start MATERIAL

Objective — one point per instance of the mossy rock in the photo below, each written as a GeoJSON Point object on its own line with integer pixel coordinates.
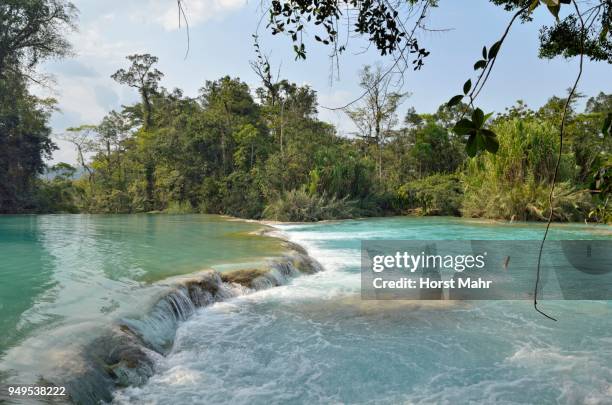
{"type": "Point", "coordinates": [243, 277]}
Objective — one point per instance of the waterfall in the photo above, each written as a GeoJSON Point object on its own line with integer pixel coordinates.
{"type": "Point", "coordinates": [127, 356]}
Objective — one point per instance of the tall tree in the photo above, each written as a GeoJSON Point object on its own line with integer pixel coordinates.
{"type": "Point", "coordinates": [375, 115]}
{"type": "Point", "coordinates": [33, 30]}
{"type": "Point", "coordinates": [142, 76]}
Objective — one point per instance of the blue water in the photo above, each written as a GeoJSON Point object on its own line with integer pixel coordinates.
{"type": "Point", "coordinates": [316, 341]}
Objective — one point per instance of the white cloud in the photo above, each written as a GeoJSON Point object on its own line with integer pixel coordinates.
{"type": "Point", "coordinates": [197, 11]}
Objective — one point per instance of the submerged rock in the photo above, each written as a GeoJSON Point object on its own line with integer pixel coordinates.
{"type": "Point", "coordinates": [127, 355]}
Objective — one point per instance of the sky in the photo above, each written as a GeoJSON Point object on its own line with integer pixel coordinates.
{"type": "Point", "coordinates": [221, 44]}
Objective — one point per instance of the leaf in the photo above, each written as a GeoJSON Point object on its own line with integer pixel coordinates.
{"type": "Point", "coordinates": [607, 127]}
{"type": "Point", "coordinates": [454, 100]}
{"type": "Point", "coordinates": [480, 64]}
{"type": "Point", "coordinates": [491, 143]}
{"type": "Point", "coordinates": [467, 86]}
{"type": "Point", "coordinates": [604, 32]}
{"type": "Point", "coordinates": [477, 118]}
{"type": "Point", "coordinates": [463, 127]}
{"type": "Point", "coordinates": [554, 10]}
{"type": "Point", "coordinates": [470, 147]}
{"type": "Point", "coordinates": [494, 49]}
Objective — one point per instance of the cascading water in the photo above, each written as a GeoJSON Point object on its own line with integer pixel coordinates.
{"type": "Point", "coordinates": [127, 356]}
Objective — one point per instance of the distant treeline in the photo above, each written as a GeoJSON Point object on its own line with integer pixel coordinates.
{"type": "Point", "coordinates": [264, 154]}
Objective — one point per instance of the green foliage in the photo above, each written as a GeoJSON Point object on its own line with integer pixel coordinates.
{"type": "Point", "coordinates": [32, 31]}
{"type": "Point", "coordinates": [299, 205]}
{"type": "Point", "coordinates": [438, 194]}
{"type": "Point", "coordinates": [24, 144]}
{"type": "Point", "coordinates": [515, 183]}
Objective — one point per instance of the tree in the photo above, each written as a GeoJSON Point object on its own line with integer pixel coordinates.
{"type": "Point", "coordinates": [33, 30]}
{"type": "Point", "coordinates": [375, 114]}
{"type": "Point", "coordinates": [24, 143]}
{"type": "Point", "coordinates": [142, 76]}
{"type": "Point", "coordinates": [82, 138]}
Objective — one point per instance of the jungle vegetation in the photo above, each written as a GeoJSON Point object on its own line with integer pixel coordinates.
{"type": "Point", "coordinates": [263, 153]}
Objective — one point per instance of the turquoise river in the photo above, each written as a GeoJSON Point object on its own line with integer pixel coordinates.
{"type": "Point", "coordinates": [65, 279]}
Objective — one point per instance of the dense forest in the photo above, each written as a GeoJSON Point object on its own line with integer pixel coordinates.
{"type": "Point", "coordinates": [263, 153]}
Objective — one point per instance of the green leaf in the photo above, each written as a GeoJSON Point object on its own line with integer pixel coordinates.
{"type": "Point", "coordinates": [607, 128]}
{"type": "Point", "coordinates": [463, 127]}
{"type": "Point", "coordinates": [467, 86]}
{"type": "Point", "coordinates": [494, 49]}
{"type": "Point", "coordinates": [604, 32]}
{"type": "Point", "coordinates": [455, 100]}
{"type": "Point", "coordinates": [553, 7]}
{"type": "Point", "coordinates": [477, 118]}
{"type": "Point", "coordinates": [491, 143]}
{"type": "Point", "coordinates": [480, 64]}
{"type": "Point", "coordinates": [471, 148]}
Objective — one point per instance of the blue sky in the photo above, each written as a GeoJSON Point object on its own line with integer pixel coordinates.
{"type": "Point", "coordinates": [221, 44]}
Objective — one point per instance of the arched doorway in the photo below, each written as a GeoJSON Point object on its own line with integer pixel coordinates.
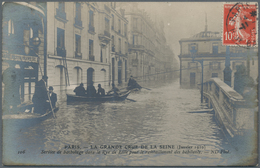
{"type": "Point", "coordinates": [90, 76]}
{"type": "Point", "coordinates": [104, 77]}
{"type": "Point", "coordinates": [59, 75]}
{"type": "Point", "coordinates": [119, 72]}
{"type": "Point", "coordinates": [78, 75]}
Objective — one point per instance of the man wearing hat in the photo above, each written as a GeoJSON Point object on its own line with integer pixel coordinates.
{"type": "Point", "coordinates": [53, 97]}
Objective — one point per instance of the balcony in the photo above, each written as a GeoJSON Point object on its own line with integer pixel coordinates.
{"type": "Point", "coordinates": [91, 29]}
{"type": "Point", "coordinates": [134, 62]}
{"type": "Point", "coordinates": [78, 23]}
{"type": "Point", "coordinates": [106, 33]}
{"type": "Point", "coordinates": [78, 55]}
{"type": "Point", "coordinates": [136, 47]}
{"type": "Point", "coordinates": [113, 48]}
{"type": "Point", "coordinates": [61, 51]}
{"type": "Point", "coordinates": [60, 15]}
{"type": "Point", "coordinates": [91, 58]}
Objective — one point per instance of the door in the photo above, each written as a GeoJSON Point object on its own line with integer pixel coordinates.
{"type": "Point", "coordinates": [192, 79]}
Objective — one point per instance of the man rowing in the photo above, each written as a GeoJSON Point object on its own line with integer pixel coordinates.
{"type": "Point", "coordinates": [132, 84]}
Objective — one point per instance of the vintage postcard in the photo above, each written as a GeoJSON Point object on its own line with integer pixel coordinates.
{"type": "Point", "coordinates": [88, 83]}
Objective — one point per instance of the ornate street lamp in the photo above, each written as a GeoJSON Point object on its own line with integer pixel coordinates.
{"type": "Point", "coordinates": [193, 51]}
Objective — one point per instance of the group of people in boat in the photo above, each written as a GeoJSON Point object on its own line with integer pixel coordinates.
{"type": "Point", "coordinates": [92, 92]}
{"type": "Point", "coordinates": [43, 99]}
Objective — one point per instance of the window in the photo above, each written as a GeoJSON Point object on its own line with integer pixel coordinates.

end MATERIAL

▶ [THE PROBLEM]
Please retype the records above word for word, starting with the line containing "Objective — one point per instance of the man rowing" and continuing through the last line of the records.

▶ [ANSWER BELOW]
Objective — one point per instance of the man rowing in the photo above, each written as a GeoJSON Point object on its own line with integer pixel coordinates.
{"type": "Point", "coordinates": [132, 84]}
Objective — one point per instance of the vintage postcard in the photo above, each written as a GeoJSON Point object on its own line with integer pixel coordinates.
{"type": "Point", "coordinates": [88, 83]}
Objective — one point per instance of the ornate street lamp in the photo above, each written as a GeoJSON Point object on its own line with integer pixel coordinates.
{"type": "Point", "coordinates": [193, 51]}
Objective — one point per instance of the group of people in boat in the photo above, each written as a GeoJSON Point object on its own line with integer pixel coordinates.
{"type": "Point", "coordinates": [92, 92]}
{"type": "Point", "coordinates": [43, 99]}
Objective — one point per instance of the window in the photo above, each written as a GeoJSON Point object on its own line with integer pixel coordinates.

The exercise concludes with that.